== ACTIVITY ==
Images are to be skipped; everything else in the records must be repeated exactly.

== SOURCE DATA ==
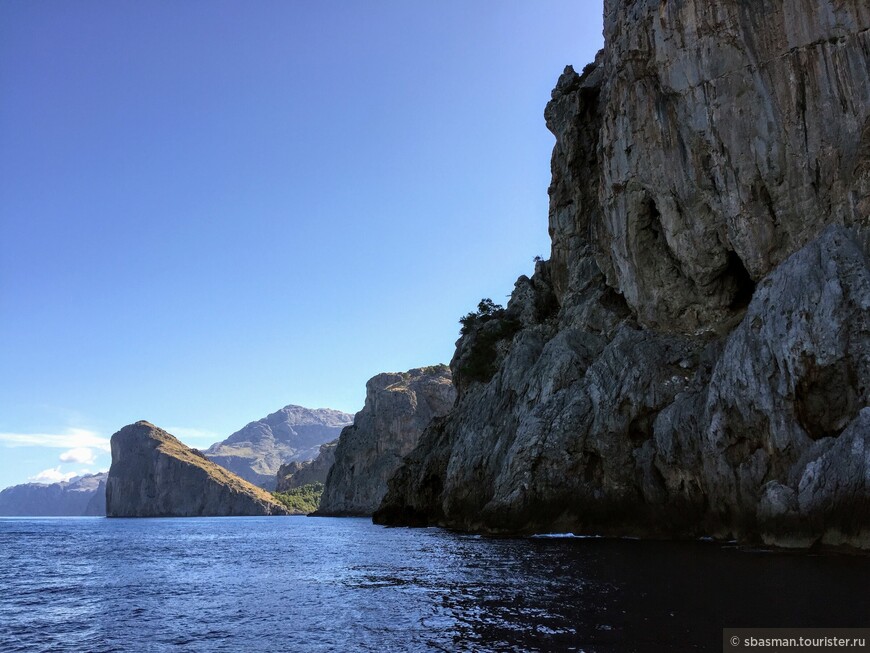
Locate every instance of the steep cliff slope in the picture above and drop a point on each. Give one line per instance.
(398, 407)
(694, 358)
(76, 497)
(155, 475)
(296, 474)
(293, 433)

== COMPLETED TASK ==
Locate every instance of the steep cliff slope in the picture above and drop a point on each. Give one line per instance.
(398, 407)
(694, 358)
(76, 497)
(155, 475)
(296, 474)
(293, 433)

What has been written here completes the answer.